*Supplied data*.
----
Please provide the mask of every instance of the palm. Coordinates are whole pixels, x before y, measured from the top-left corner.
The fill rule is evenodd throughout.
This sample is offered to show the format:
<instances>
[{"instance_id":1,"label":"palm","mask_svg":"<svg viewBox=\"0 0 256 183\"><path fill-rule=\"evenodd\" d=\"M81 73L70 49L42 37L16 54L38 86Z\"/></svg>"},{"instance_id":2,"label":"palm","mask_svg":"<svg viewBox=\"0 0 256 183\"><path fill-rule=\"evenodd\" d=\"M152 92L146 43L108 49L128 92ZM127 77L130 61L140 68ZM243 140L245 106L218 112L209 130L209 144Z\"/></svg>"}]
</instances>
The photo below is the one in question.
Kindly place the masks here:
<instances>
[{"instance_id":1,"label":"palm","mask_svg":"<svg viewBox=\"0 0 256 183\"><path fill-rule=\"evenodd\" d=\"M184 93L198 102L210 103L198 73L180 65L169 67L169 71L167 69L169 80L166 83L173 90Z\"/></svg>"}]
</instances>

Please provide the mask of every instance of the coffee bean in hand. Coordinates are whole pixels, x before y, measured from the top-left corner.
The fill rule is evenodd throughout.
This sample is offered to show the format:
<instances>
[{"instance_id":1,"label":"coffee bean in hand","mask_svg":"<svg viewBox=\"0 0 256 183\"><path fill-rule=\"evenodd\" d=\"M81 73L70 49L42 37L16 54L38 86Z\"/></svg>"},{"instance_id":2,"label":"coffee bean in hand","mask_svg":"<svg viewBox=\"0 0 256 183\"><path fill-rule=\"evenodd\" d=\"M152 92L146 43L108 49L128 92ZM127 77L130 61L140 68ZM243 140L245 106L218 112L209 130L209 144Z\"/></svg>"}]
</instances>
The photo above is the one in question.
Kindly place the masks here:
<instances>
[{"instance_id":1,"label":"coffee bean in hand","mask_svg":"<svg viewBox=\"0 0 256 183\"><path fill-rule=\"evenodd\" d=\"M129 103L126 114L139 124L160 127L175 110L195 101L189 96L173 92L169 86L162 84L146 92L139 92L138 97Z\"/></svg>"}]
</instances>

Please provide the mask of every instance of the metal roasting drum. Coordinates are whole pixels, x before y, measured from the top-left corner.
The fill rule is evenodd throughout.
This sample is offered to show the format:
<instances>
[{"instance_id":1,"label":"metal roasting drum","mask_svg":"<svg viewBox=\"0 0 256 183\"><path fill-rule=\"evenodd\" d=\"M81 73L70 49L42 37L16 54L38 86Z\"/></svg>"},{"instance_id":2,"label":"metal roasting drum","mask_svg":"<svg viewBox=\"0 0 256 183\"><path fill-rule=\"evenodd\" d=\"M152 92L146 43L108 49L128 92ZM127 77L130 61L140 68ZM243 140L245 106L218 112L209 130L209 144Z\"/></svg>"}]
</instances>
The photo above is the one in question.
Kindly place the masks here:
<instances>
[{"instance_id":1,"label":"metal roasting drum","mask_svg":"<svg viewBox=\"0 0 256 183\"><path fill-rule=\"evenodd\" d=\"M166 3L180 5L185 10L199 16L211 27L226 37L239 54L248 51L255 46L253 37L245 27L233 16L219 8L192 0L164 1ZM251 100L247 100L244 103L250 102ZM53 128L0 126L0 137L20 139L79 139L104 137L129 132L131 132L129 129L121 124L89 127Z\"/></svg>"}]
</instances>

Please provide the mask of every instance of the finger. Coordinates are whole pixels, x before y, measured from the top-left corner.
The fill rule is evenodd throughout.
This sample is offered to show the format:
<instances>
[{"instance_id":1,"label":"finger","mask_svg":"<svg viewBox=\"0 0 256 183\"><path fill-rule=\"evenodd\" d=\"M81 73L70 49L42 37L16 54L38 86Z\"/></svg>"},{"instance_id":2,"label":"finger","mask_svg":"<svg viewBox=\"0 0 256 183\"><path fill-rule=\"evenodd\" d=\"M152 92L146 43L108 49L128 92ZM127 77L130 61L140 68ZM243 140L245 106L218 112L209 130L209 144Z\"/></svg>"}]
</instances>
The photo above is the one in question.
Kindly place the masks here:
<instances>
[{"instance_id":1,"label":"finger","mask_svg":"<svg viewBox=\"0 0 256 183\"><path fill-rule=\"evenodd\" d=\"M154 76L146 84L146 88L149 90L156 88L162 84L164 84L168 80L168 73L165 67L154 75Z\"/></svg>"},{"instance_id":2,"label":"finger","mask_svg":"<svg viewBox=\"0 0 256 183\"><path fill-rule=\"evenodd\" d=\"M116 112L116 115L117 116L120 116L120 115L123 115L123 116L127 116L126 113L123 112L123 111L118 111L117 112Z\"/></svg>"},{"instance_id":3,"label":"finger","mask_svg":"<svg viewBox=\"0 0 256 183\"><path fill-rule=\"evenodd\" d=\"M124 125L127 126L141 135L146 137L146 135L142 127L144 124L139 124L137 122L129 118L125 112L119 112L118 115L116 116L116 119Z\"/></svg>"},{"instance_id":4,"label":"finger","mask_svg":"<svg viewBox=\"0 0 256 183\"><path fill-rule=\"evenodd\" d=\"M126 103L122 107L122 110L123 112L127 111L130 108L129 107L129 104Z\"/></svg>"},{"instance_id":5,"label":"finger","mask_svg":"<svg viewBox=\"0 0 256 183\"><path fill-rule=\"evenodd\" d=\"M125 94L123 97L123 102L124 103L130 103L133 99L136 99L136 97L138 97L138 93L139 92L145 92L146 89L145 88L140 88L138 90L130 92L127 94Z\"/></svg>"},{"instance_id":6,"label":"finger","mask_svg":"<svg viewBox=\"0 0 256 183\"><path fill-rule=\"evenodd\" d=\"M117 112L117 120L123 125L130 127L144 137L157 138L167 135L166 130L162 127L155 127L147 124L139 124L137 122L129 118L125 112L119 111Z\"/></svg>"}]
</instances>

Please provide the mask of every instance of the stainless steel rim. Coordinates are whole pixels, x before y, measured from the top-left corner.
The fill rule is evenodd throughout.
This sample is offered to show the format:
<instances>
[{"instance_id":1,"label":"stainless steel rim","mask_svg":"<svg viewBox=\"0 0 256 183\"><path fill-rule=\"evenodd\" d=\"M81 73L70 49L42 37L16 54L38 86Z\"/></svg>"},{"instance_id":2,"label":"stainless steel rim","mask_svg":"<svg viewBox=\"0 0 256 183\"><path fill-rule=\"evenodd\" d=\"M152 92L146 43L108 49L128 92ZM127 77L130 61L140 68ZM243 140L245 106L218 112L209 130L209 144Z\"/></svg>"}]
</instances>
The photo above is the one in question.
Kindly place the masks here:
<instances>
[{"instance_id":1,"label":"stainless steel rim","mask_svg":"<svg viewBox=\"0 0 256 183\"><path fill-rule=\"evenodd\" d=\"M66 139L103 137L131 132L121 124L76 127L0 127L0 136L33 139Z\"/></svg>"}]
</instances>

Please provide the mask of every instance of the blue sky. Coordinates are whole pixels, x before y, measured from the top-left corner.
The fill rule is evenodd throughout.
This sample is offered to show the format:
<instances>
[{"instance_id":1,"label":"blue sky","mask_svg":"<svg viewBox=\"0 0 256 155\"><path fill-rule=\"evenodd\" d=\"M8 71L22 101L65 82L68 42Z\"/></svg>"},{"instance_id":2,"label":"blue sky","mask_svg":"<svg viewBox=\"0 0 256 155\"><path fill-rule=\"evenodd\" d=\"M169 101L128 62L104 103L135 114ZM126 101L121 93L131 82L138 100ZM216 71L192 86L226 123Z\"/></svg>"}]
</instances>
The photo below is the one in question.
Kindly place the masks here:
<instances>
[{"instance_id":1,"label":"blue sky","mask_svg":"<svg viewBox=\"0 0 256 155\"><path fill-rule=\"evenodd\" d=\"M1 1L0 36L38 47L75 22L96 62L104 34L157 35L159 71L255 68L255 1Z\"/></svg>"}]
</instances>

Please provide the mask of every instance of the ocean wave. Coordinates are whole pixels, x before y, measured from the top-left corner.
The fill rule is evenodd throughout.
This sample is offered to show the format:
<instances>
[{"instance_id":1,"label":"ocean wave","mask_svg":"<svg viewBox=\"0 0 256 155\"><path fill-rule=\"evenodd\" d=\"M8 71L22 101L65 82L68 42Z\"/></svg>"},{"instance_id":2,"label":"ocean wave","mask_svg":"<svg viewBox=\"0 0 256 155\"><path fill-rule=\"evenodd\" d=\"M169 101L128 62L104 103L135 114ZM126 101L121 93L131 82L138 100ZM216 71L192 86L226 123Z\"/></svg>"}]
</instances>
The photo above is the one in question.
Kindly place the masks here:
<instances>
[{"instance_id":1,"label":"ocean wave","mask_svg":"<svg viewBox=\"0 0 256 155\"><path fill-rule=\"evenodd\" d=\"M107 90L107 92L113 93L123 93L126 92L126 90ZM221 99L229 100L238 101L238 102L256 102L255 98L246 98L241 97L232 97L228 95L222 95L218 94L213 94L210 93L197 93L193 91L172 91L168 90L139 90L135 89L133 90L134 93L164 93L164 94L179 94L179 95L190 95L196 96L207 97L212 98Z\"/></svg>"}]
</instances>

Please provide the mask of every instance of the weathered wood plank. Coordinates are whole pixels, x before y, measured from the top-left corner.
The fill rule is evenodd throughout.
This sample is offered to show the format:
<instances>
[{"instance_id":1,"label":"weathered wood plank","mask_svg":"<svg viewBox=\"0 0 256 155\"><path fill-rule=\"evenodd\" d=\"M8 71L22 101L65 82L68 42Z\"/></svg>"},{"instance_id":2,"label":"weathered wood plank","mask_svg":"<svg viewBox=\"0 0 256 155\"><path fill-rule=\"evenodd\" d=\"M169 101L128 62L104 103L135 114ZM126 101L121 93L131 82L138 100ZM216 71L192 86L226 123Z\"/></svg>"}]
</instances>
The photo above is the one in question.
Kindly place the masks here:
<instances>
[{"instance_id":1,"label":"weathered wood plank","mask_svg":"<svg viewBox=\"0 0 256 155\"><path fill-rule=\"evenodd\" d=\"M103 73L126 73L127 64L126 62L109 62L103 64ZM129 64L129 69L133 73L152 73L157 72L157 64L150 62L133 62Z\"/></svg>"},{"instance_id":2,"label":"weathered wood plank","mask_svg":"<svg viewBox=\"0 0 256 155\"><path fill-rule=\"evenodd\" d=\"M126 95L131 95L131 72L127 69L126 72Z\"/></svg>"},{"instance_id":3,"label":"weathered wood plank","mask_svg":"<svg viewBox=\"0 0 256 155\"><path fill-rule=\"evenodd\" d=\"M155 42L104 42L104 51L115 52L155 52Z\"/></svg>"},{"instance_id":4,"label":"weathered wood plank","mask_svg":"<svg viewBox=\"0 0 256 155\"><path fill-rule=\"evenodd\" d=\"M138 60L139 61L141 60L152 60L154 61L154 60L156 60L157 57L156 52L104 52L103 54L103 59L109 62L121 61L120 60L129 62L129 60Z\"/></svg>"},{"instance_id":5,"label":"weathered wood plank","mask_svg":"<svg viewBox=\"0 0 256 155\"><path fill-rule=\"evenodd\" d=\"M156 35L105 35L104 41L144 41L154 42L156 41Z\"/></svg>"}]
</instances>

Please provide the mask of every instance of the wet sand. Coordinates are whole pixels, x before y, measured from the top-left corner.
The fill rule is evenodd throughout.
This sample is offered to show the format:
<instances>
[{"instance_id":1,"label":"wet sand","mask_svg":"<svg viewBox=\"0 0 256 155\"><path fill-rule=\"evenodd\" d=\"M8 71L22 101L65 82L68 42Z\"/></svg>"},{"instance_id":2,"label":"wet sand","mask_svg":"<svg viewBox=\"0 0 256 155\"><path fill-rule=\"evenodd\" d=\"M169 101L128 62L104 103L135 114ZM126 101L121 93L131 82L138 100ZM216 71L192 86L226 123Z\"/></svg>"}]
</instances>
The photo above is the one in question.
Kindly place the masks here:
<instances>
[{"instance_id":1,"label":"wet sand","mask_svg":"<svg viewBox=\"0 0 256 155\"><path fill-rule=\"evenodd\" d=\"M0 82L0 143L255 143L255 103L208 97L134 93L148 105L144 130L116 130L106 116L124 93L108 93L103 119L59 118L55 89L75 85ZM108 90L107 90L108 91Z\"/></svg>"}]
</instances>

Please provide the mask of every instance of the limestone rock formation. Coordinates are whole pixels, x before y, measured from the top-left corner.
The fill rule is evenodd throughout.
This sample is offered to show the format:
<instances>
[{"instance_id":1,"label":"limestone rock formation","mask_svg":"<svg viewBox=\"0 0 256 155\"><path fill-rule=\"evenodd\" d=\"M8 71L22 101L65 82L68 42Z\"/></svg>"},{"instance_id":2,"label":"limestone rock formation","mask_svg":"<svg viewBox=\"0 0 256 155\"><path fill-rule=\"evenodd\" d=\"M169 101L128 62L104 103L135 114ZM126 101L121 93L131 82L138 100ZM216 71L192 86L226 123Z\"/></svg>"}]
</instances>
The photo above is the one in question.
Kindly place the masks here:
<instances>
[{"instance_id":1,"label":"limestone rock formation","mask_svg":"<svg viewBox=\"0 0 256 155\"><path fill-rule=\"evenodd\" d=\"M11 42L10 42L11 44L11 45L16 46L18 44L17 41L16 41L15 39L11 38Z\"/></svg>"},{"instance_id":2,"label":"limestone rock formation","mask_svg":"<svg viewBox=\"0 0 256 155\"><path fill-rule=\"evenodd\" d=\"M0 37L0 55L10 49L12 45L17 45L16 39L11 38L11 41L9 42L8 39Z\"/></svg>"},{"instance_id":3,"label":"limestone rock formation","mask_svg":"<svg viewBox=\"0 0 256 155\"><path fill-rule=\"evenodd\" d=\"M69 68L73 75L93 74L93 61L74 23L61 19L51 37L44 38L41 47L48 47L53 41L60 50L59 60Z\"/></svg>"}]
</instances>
----
*Problem to work on*.
Copy the lines beginning at the one that contains "Please provide the mask of every instance of the ocean" and ending with the one that contains "90L107 92L113 93L123", substituting "given" for "offered" and leaving all else unchanged.

*Result of the exercise*.
Please provide the mask of every instance of the ocean wave. Coordinates are whole pixels, x before y, measured from the top-left corner.
The fill rule is evenodd throughout.
This sample is given to show the format:
<instances>
[{"instance_id":1,"label":"ocean wave","mask_svg":"<svg viewBox=\"0 0 256 155\"><path fill-rule=\"evenodd\" d=\"M8 71L22 101L65 82L68 42Z\"/></svg>"},{"instance_id":2,"label":"ocean wave","mask_svg":"<svg viewBox=\"0 0 256 155\"><path fill-rule=\"evenodd\" d=\"M169 101L128 62L104 103L135 114ZM126 101L121 93L131 82L138 100ZM216 71L192 86L226 123Z\"/></svg>"}]
</instances>
The photo above is the one in question.
Kindly place the masks here:
<instances>
[{"instance_id":1,"label":"ocean wave","mask_svg":"<svg viewBox=\"0 0 256 155\"><path fill-rule=\"evenodd\" d=\"M107 90L107 92L113 93L123 93L126 92L126 90ZM221 99L229 100L238 101L238 102L256 102L255 98L246 98L241 97L232 97L228 95L222 95L218 94L213 94L210 93L197 93L193 91L172 91L168 90L139 90L135 89L133 90L134 93L164 93L164 94L179 94L179 95L190 95L196 96L207 97L212 98Z\"/></svg>"}]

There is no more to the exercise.